**PROVIDED TEXT**
■ ■ ■ ■ ■

Gerri Santoro and The Laws of Men
Since I’ve started this blog, I’ve tried, for the most part, to stay relatively collected. I don’t like filling the pages with emotional outbursts; valid as I feel they are, they don’t feel productive.
I am angry now. I am angry that, no matter what arguments I make concerning a person’s right to their body, to their reproductive future, I am not heard. And I am angry that the writing distant from my emotions is not heard.
I am angry that the most reblogged posts I’ve written to date are a somewhat gimmicky poem and graphic descriptions of illegal abortions. I am angry that sensationalism seems to be the only way to reach the majority of people out there.
But to sway people to your side, you must use extremes, because they are the only way to make people think about the mundane, the everyday. To make people see reality, you have to shove it in their face, shake it around, and refuse to let go.
[I also don’t generally use trigger warnings, but I am warning you now that there are possible triggers in here regarding domestic violence and a graphic picture]
Gerri Santoro, born in 1935, was a 29-year-old mother of two, who grew up with 14 siblings on a farm in Connecticut. She married Sam Santoro at the age of 18 and gave birth to two daughters; the three of them spent the next 10 years enduring Sam’s verbal and physical abuse.

■ ■ ■ ■ ■

**TASKS TO COMPLETE**
a - Answer these questions about the blog post on Gerri Santoro, one per line:
(i) In what year was Gerri Santoro born?
(ii) Which two kinds of posts does the writer name as the most reblogged to date?
(iii) How old was Gerri when she married Sam Santoro?
b - Extend the blog post about Gerri Santoro, starting after its last sentence.

**RECORDED INFORMATION**
■ ■ ■ ■ ■

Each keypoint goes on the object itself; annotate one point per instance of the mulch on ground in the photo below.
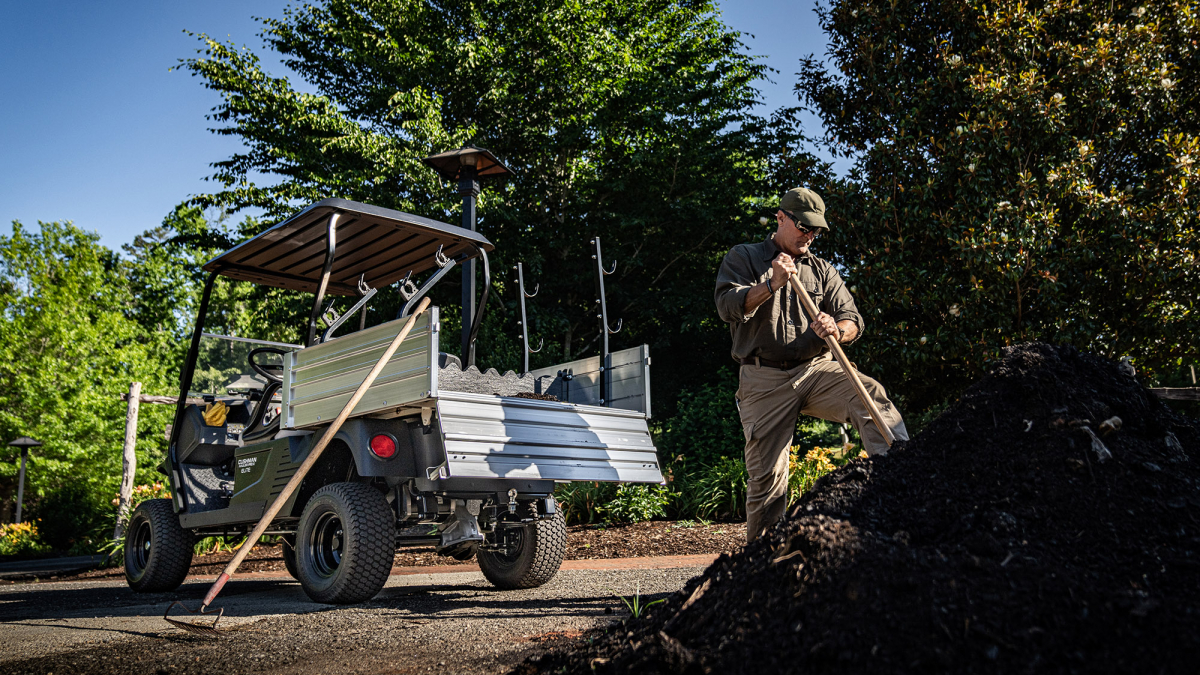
(1001, 539)
(583, 542)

■ ■ ■ ■ ■

**ANSWERS BELOW**
a -
(i) 1935
(ii) A somewhat gimmicky poem and graphic descriptions of illegal abortions
(iii) 18

b -
…I saw him abusing my nieces when they were just young children, four and five years old, and I mean giving them severe whippings, spanking. They were spankings, they were with a belt. Take his belt off and just whale the hell out of their fannies. You know, you say to yourself, jeez, what’s going on here and then you start putting two and two together and then you go back and you recollect the bruises on her face and on her arms and so forth and on her legs and you say to yourself, you say well jeez, these are not coincidences. There’s something wrong there.
Gerri took her daughters and left Sam in 1963, returning to her childhood home. She began going to school, where she met another man, Clyde Dixon. The two of them began a relationship, and soon, Gerri was pregnant.
Gerri was more than six months along when her estranged husband contacted her again. He was coming to her home to see his daughters, and to try and reconcile with her. Gerri panicked, fearing for her life and her daughters.
[A]ugust, that’s when Sam was coming in. No wonder she had to have the abortion cause of Sam coming, that’s about when the baby was due. She knew better. She knew it would kill you, she knew. But she was desperate. Sam would have taken the girls. I mean, back in those days, she would have never saw them again. But that’s how desperate she was. Because Sam was coming back in August.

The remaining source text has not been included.